Thursday, 9 May 2013


You could argue that the main point of going to a gallery is to see the installation, as a combination of art fairs and the Internet might give you a fair idea of the works in the show, but not of how it all fits together. It’s good to report, then, that plenty of thought and effort goes into how shows are presented.  Of course, my own argument is arguably undermined by my attempting to show the installations here, but let's consider some current tacticsWe start with the biggest non-institutional solo shows in London, both in venues I’m guessing that few have been to as yet, but all should be encouraged to visit!

+ + +

### Written problem
In the post about gallery shows, what does the writer say you could argue is the main point of going to a gallery?

### Entries from a pointing dataset

+ + +

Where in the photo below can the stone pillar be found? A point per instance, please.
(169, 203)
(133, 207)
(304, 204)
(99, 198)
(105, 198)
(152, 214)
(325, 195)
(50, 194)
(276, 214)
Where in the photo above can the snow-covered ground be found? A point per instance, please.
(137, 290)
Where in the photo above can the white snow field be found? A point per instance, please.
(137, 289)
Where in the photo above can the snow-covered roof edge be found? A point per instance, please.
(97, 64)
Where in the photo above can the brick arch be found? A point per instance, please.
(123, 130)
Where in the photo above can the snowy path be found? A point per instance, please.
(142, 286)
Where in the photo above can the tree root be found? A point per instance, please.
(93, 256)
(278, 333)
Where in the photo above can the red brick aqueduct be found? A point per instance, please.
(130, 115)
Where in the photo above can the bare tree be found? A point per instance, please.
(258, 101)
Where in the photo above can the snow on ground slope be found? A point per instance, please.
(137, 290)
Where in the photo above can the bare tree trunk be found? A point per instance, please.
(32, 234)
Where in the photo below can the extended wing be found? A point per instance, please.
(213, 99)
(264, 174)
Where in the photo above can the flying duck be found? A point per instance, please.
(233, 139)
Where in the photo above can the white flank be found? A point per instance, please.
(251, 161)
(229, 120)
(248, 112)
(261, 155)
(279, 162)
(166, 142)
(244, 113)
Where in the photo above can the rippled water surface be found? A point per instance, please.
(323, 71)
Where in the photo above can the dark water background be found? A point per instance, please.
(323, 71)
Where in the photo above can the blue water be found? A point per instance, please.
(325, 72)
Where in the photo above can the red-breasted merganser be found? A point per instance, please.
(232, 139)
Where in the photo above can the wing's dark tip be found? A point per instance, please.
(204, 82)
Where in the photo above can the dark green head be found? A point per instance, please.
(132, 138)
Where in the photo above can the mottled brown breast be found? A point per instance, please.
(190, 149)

+ + +

### The solution
To see the installation.